REQUIRED WORK:
Convert every line of the rows below into a JSON list of strings, one string per line, skipping blank lines. Omit the pictures.

Coordinate labeling rows:
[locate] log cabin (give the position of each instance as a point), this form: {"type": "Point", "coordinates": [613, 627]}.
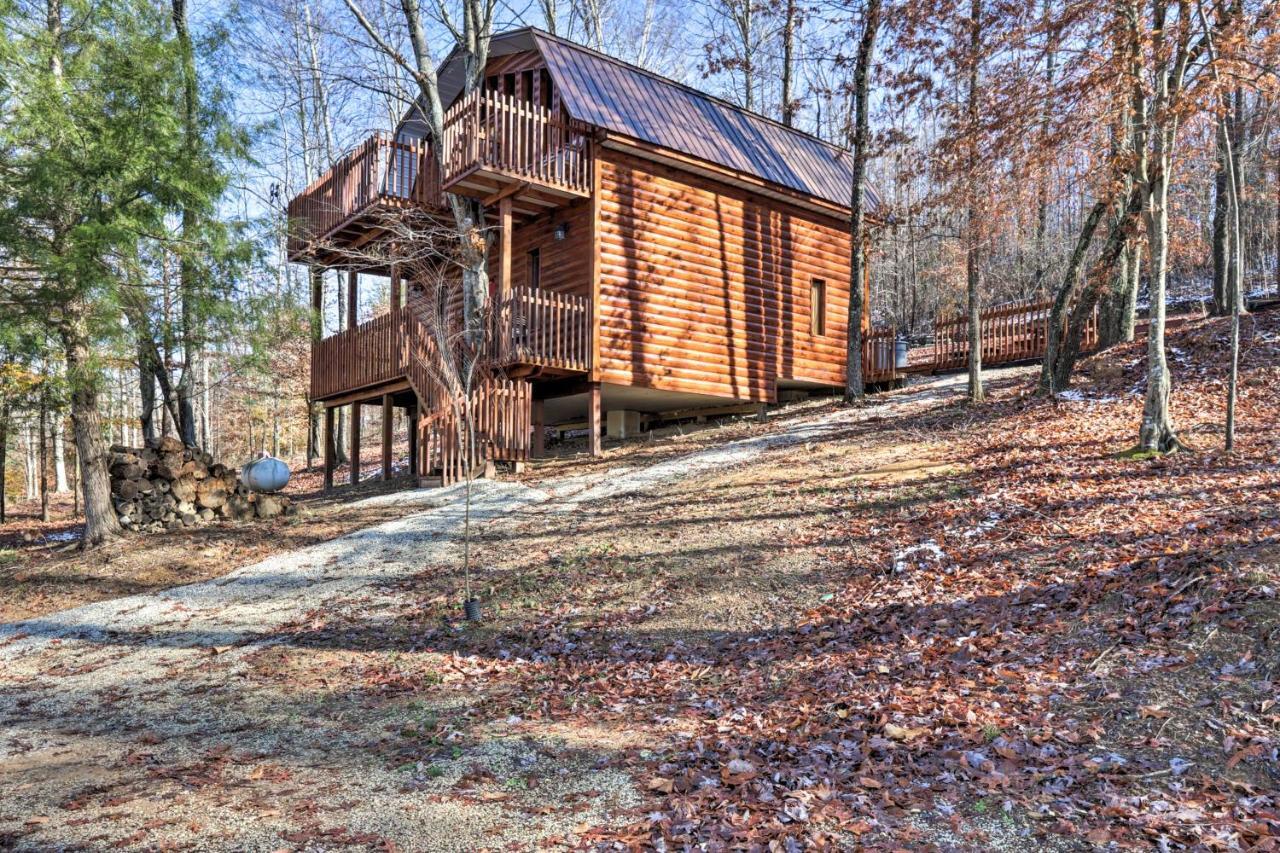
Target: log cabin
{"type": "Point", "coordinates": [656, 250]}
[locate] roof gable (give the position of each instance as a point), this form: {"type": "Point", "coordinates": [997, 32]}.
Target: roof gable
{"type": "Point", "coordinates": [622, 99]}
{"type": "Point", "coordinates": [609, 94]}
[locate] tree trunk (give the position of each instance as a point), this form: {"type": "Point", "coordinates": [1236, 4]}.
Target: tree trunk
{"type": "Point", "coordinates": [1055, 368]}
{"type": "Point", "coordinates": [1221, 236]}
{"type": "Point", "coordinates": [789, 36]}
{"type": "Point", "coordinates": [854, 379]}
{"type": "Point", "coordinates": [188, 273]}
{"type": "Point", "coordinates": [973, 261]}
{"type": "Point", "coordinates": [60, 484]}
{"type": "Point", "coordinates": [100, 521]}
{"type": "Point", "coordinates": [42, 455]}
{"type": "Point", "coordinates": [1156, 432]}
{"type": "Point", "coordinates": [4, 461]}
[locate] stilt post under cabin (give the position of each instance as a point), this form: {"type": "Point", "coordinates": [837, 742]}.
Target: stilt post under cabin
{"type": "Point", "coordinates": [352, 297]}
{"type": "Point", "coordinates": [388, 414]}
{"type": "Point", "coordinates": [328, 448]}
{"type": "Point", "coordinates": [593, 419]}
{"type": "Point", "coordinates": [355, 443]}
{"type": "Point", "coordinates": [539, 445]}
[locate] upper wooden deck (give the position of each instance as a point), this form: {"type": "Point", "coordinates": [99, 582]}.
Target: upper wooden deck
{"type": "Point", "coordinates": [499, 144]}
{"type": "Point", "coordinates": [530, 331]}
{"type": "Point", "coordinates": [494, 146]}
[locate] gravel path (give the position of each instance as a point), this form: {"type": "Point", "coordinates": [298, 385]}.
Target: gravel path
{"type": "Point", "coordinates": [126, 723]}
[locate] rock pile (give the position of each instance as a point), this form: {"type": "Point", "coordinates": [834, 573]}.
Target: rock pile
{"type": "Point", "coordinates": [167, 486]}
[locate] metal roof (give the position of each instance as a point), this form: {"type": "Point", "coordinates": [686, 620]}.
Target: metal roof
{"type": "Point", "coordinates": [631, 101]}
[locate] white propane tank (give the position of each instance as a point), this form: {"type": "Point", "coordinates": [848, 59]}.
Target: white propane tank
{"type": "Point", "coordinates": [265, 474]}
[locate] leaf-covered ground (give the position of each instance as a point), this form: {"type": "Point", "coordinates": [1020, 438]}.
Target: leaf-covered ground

REPLY:
[
  "[locate] log cabin (give the position of each instance as a point), this form: {\"type\": \"Point\", \"coordinates\": [613, 627]}.",
  "Target: log cabin",
  "{\"type\": \"Point\", \"coordinates\": [656, 250]}",
  "[locate] roof gable (give the position of each instance as a point), this form: {\"type\": \"Point\", \"coordinates\": [997, 32]}.",
  "Target: roof gable",
  "{\"type\": \"Point\", \"coordinates\": [622, 99]}",
  "{\"type\": \"Point\", \"coordinates\": [609, 94]}",
  "[locate] tree trunk (give the position of each instance as a point), this form: {\"type\": \"Point\", \"coordinates\": [1236, 4]}.",
  "Target: tree trunk",
  "{\"type\": \"Point\", \"coordinates\": [1055, 368]}",
  "{\"type\": \"Point\", \"coordinates\": [1221, 236]}",
  "{\"type\": \"Point\", \"coordinates\": [789, 36]}",
  "{\"type\": \"Point\", \"coordinates\": [854, 379]}",
  "{\"type\": \"Point\", \"coordinates\": [188, 273]}",
  "{\"type\": \"Point\", \"coordinates\": [973, 261]}",
  "{\"type\": \"Point\", \"coordinates\": [60, 484]}",
  "{\"type\": \"Point\", \"coordinates\": [100, 521]}",
  "{\"type\": \"Point\", \"coordinates\": [42, 455]}",
  "{\"type\": \"Point\", \"coordinates\": [1156, 432]}",
  "{\"type\": \"Point\", \"coordinates\": [4, 461]}",
  "[locate] stilt post under cabin (give the position of each instance as a point), this form: {\"type\": \"Point\", \"coordinates\": [837, 742]}.",
  "Target: stilt post under cabin",
  "{\"type\": \"Point\", \"coordinates\": [352, 297]}",
  "{\"type\": \"Point\", \"coordinates\": [388, 414]}",
  "{\"type\": \"Point\", \"coordinates\": [328, 448]}",
  "{\"type\": \"Point\", \"coordinates\": [593, 419]}",
  "{\"type\": \"Point\", \"coordinates\": [355, 443]}",
  "{\"type\": \"Point\", \"coordinates\": [539, 445]}",
  "[locate] upper wooden deck (give the position of each instance as a point), this form: {\"type\": \"Point\", \"coordinates\": [99, 582]}.",
  "Target: upper wooden deck",
  "{\"type\": \"Point\", \"coordinates\": [499, 144]}",
  "{\"type\": \"Point\", \"coordinates\": [530, 331]}",
  "{\"type\": \"Point\", \"coordinates\": [494, 146]}",
  "[locate] gravel path (give the position of each instance as a point), this form: {\"type\": \"Point\", \"coordinates\": [298, 385]}.",
  "Target: gravel path",
  "{\"type\": \"Point\", \"coordinates\": [126, 723]}",
  "[locate] rock pile (give the position of each instance as a point), this form: {\"type\": \"Point\", \"coordinates\": [834, 573]}.",
  "Target: rock pile",
  "{\"type\": \"Point\", \"coordinates\": [167, 486]}",
  "[locate] metal roof (give the position of each instance as a point), this form: {\"type\": \"Point\", \"coordinates\": [686, 620]}.",
  "Target: metal roof",
  "{\"type\": \"Point\", \"coordinates\": [631, 101]}",
  "[locate] white propane tank (give the position of each instance as a point), this form: {\"type\": \"Point\", \"coordinates\": [848, 59]}.",
  "Target: white propane tank",
  "{\"type\": \"Point\", \"coordinates\": [265, 474]}",
  "[locate] leaf-covered ground (give the position of each instance as a point), this form: {\"type\": \"Point\", \"coordinates\": [1020, 438]}.",
  "Target: leaf-covered ground"
]